**What is required:** Output a character-exact copy of the data, images removed.

[Entries taken from a collection]

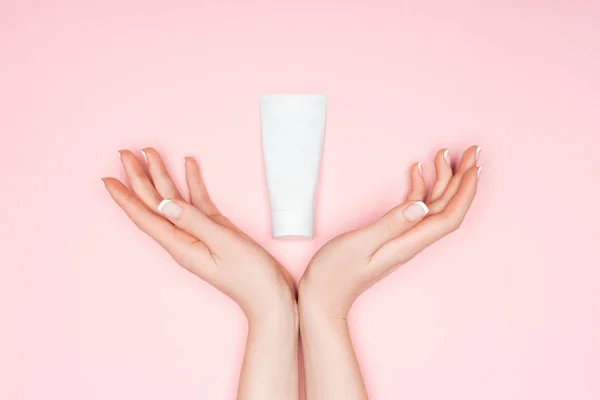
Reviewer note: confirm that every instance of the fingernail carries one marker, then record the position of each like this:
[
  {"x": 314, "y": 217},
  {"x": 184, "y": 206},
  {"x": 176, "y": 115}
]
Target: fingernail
[
  {"x": 415, "y": 211},
  {"x": 170, "y": 209}
]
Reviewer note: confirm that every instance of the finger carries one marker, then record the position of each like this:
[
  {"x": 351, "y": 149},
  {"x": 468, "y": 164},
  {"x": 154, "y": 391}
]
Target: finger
[
  {"x": 160, "y": 177},
  {"x": 183, "y": 247},
  {"x": 139, "y": 181},
  {"x": 398, "y": 251},
  {"x": 394, "y": 223},
  {"x": 468, "y": 160},
  {"x": 199, "y": 196},
  {"x": 193, "y": 221},
  {"x": 443, "y": 174},
  {"x": 417, "y": 183}
]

**Response below:**
Reviewer note: confirm that every instance of the fingernail carries one marker, then record the position of each like this:
[
  {"x": 314, "y": 217},
  {"x": 184, "y": 206},
  {"x": 176, "y": 115}
]
Target: fingernail
[
  {"x": 415, "y": 211},
  {"x": 170, "y": 209}
]
Reviewer note: confirm that every instance of the finger carries one marker, then record the position of each like this:
[
  {"x": 351, "y": 149},
  {"x": 468, "y": 164},
  {"x": 154, "y": 391}
]
Target: finger
[
  {"x": 160, "y": 177},
  {"x": 183, "y": 247},
  {"x": 139, "y": 181},
  {"x": 398, "y": 251},
  {"x": 394, "y": 223},
  {"x": 468, "y": 160},
  {"x": 199, "y": 196},
  {"x": 193, "y": 221},
  {"x": 443, "y": 174},
  {"x": 417, "y": 183}
]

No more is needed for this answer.